§ **Given problem**
Pick up the forum thread about the Eddy Merckx book raffle at the point where it ends, and continue writing it from there.

§ **Document section**

# Book raffle - Eddy Merckx the Cannibal



## DCLane (17 Aug 2013)

Received from @Mark Walker on here and I've now read it, so can pass my copy on.

Well worth a read, giving an insight into Eddy's life and motivation.

Whoever is interested please add your name below and I'll pick someone next Friday (23rd).


----------



## shaun o'shea (17 Aug 2013)

me please,shaun o'shea


----------



## roadrash (17 Aug 2013)

me too please


----------



## oldfatfool (17 Aug 2013)

Yes please DC


----------



## StuAff (17 Aug 2013)

Me too please.


----------



## ewan87 (17 Aug 2013)

I will fling my name in the hat to please


----------



## Norry1 (17 Aug 2013)

Yes please


----------



## GlasgowGaryH (17 Aug 2013)

In the hat again please,cheers


----------



## Broughtonblue (18 Aug 2013)

§ **Collected material**

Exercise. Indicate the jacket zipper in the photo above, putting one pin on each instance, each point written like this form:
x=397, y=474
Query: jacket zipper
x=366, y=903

§ **Written reply**
Yes please


----------



## MickeyBlueEyes (18 Aug 2013)

In the hat again please DC.


----------



## Kiwiavenger (20 Aug 2013)

Can I have my name added to the list please


----------



## pally83 (20 Aug 2013)

Ooh - can I get in on this please?


----------



## Spartak (20 Aug 2013)

Yes please


----------



## Tyke (20 Aug 2013)

Me too please


----------



## DCLane (25 Aug 2013)

Picked via random.org: @StuAff

PM on it's way shortly.


----------



## ACS (25 Aug 2013)

If I may?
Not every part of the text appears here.